Segmentation annotation entries
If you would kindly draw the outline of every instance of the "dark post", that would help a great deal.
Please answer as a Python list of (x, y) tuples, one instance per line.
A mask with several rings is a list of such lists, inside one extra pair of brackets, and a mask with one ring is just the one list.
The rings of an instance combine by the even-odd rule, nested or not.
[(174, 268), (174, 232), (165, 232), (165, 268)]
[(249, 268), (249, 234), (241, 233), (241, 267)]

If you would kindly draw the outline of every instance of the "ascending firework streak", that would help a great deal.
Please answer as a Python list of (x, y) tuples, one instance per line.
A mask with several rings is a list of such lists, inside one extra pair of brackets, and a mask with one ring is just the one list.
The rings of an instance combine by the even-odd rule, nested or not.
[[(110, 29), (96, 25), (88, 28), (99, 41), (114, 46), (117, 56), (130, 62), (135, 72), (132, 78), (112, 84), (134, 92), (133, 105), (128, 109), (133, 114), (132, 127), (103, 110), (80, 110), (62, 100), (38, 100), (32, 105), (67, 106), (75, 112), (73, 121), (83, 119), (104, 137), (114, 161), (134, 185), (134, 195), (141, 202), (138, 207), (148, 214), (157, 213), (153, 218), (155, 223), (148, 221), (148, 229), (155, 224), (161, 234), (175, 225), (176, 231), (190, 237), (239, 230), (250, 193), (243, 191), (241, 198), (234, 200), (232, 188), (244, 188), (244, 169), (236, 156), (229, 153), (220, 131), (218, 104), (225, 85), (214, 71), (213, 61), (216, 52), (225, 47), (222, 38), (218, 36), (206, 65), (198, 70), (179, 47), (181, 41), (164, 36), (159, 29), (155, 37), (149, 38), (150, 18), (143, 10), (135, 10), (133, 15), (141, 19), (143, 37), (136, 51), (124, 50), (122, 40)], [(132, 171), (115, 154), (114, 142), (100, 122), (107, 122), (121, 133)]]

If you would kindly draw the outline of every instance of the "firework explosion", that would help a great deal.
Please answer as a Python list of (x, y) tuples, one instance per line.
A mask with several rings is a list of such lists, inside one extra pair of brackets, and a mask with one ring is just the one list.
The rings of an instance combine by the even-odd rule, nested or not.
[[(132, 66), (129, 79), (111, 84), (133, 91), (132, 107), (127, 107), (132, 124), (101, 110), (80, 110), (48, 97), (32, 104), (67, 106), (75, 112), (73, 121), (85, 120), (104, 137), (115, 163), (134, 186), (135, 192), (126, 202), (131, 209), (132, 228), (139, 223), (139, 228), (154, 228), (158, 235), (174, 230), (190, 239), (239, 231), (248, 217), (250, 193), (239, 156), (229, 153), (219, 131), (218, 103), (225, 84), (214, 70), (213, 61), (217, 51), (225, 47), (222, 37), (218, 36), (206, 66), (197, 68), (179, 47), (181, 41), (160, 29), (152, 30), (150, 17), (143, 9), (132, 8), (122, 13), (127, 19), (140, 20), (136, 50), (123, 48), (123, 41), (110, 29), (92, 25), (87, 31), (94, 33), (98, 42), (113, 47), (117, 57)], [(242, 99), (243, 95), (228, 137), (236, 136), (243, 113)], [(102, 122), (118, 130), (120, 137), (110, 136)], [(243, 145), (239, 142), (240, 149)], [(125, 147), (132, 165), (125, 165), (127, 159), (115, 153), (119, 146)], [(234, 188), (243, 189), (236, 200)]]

Task description:
Please reproduce every one of the entries above word for word, keeping each line as it appears.

Output for this exercise:
If you would kindly draw the outline of every instance of the "dark post", that would help a great deal.
Please answer as a Python list of (x, y) tuples, one instance per line.
A mask with several rings is a list of such lists, inside one extra pair of brackets, and a mask with one ring is just the one list.
The rings of an instance combine by the even-odd rule, nested or not.
[(174, 268), (174, 232), (165, 232), (165, 268)]
[(249, 268), (249, 234), (241, 233), (241, 267)]

If you would kindly draw the outline of every instance of the "ascending firework streak", that would help a great deal.
Please answer as a Python list of (x, y) tuples, one instance per line.
A mask with several rings is a list of such lists, inside one extra pair of brackets, and a mask with one ring is just the one list.
The rings of an instance combine by the even-odd rule, nested or not.
[[(110, 29), (96, 25), (88, 28), (99, 41), (114, 46), (117, 56), (130, 62), (135, 72), (132, 78), (112, 84), (134, 92), (133, 105), (128, 109), (133, 114), (132, 127), (103, 110), (80, 110), (62, 100), (38, 100), (32, 105), (67, 106), (75, 112), (73, 121), (83, 119), (104, 137), (114, 161), (134, 185), (134, 195), (141, 202), (138, 207), (148, 214), (157, 213), (153, 218), (155, 223), (148, 221), (148, 229), (155, 224), (161, 234), (175, 225), (176, 231), (190, 237), (239, 230), (250, 193), (243, 191), (241, 198), (234, 200), (232, 188), (244, 188), (244, 169), (236, 156), (229, 153), (220, 131), (218, 104), (225, 85), (214, 71), (213, 61), (216, 52), (225, 47), (222, 38), (218, 36), (206, 65), (198, 70), (179, 47), (181, 41), (164, 36), (159, 29), (155, 37), (149, 38), (150, 18), (143, 10), (135, 10), (133, 15), (141, 19), (143, 37), (136, 51), (124, 50), (122, 40)], [(132, 171), (115, 154), (114, 142), (100, 122), (107, 122), (121, 133)]]

If you would kindly draw the outline of every instance of the "firework explosion", that would help a great deal.
Please answer as a Python list of (x, y) tuples, one instance per line.
A mask with several rings is a list of such lists, inside one extra pair of brackets, and a mask with one ring is just the one list.
The rings of an instance combine by the even-odd rule, nested or not.
[[(132, 66), (129, 79), (111, 84), (133, 91), (132, 107), (127, 107), (132, 124), (101, 110), (80, 110), (48, 97), (32, 104), (67, 106), (75, 112), (73, 121), (85, 120), (104, 137), (115, 163), (134, 186), (135, 192), (126, 202), (131, 209), (132, 228), (139, 223), (139, 228), (154, 228), (158, 235), (174, 230), (190, 239), (239, 231), (248, 217), (250, 193), (239, 156), (229, 153), (219, 131), (218, 103), (225, 84), (214, 70), (213, 61), (217, 51), (225, 47), (222, 37), (218, 36), (206, 66), (197, 68), (179, 47), (181, 41), (160, 29), (152, 30), (150, 17), (143, 9), (132, 8), (122, 13), (127, 19), (140, 20), (136, 50), (123, 48), (123, 41), (110, 29), (92, 25), (87, 31), (94, 33), (98, 42), (113, 47), (117, 57)], [(242, 99), (243, 95), (228, 137), (236, 136), (243, 113)], [(102, 122), (118, 130), (120, 137), (110, 136)], [(243, 145), (239, 142), (240, 149)], [(125, 147), (132, 165), (125, 165), (127, 159), (115, 153), (119, 146)], [(234, 188), (243, 189), (236, 200)]]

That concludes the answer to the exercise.